◆ Exercise task 1 ◆
In the forum thread about Profiler below, what do the READS and WRITES shown include besides disk activity?
◆ Exercise task 2 ◆
Rewrite the stretch of the forum thread below from "Reducing READS tends" through "made more complicated.", putting "better indexing" in place of "improved indexing".
---- Selected excerpt
High READS and WRITES number in profiler

  • Hello,

    When I see high numbers in READS and WRITES columns in Profiler, what does that mean? How can I improve that?

    Thanks.

  • It basically means that the statement in question is moving lots of data, either in (writes) or out (reads) of the server. What you do about it really depends on the query in question. You need to understand if it's working as designed, is the design right, are there performance problems, all kinds of stuff. There's no switch or single answer that can help you out. It really depends on the situation, the code, and the structure.

    "The credit belongs to the man who is actually in the arena, whose face is marred by dust and sweat and blood"
    - Theodore Roosevelt

    Author of:
    SQL Server Execution Plans
    SQL Server Query Performance Tuning

  • Thanks Grant, that helps.

  • ramadesai108 (1/13/2011)


    Hello,

    When I see high numbers in READS and WRITES columns in Profiler, what does that mean? How can I improve that?

    Thanks.

    Reducing READS tends to be simpler as improved indexing may reduce this. You need to be aware that the READS and WRITES you see in profiler are not only to disk, but include cache reads and writes, so they may be a bit misleading.

    Leo

    Leo
    Nothing in life is ever so complicated that with a little work it can't be made more complicated.

  • Hello Leo,

    What do you mean by cache reads and writes. It is misleading.

    Thanks.

  • ramadesai108 (1/13/2011)
--------
---- Entries supplied
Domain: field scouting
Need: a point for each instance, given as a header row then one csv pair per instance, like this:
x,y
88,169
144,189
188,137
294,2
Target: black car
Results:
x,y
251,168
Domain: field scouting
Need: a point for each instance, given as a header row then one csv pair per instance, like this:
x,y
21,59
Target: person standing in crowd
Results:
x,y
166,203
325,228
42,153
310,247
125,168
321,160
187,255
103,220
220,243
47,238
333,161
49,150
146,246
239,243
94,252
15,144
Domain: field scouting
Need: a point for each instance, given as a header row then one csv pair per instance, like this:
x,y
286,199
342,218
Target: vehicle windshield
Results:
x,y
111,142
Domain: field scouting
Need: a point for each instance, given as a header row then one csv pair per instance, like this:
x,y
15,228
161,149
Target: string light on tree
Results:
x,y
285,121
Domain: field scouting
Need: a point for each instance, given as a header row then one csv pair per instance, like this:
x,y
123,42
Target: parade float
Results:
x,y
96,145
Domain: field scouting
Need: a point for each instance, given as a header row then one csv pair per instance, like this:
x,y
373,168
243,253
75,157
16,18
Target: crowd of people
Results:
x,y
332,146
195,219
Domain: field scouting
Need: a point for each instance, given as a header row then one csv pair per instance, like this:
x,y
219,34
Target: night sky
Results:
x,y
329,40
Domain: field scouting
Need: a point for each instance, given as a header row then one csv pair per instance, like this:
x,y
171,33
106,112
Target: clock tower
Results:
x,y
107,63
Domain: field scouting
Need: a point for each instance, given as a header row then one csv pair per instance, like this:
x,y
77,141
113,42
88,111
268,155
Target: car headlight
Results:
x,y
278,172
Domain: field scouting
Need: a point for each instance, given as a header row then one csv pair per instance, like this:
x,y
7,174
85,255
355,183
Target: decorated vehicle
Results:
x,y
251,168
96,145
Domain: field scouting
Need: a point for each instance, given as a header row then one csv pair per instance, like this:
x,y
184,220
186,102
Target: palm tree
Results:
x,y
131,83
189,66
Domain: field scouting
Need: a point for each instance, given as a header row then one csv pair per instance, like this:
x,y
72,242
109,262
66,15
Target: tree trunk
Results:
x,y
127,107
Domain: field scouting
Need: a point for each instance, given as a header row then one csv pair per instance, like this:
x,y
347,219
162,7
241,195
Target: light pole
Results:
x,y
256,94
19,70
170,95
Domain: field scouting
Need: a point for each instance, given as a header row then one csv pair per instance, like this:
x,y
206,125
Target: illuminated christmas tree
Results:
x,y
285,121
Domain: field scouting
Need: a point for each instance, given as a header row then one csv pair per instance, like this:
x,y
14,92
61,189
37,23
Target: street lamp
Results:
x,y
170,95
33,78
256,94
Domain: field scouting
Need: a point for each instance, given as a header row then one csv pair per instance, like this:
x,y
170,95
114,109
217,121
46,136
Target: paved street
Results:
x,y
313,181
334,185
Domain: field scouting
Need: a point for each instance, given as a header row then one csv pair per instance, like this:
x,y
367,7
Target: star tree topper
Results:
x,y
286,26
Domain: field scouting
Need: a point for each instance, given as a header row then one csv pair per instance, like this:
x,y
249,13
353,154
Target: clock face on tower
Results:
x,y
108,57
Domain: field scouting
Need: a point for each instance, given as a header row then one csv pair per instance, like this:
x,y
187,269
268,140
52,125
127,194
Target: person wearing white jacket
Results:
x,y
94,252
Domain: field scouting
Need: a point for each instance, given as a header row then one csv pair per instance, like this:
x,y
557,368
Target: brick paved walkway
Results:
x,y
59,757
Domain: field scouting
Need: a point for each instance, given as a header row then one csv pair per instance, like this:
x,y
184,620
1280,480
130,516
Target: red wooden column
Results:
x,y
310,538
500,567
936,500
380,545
--------
◆ Worked answer 1 ◆
They include cache reads and writes.

◆ Worked answer 2 ◆
Reducing READS tends to be simpler as better indexing may reduce this. You need to be aware that the READS and WRITES you see in profiler are not only to disk, but include cache reads and writes, so they may be a bit misleading.

    Leo

    Leo
    Nothing in life is ever so complicated that with a little work it can't be made more complicated.